▼

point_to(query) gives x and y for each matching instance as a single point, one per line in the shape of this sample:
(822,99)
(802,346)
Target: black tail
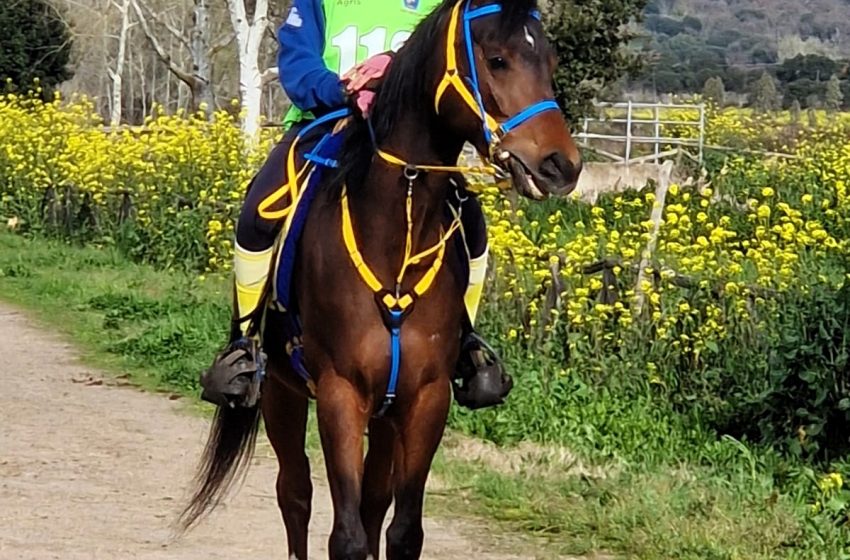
(229,449)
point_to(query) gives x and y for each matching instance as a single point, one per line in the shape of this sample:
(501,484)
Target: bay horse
(472,71)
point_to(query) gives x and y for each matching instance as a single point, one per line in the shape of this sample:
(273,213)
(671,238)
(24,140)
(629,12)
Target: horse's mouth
(522,178)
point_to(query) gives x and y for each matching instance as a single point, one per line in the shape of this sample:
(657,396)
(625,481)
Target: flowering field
(735,327)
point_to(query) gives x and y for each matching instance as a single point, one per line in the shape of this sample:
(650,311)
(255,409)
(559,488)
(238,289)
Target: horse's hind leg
(343,413)
(285,414)
(420,434)
(377,482)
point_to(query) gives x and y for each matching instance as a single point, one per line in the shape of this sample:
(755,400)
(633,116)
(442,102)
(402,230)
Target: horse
(472,71)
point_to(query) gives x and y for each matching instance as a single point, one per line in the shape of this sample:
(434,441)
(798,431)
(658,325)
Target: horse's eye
(497,63)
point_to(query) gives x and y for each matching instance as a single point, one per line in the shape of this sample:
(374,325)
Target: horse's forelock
(515,13)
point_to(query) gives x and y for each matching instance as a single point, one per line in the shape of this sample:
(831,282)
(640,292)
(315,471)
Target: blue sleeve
(303,73)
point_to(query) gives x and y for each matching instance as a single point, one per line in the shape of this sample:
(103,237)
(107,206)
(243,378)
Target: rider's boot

▲

Reproduce, word for word, the lines of the data from the one that contains "Target: horse's hind leg" to the end, both ends included.

Target: horse's hind leg
(343,413)
(285,414)
(420,434)
(377,482)
point_to(query) gives x and y for each matching instance as a single point, one per line in the shape of this sample:
(755,400)
(633,116)
(442,102)
(402,230)
Target: horse
(472,71)
point_to(query) gives x and y for each matching instance as a single point, one per line in the shape of this sample:
(434,441)
(798,431)
(658,325)
Target: horse's eye
(497,63)
point_to(query) gives x and y for each matching instance as a single point, one per line in the shape of this sample:
(374,325)
Target: horse's forelock
(515,13)
point_to(query) gives x and y for each matching instance as a single point, one per line in the shape of this sample:
(831,282)
(640,292)
(315,471)
Target: blue sleeve
(303,73)
point_to(query) gives x and y for each matching instance as a single point, one per line in the shape of this sample:
(103,237)
(107,206)
(243,378)
Target: rider's boot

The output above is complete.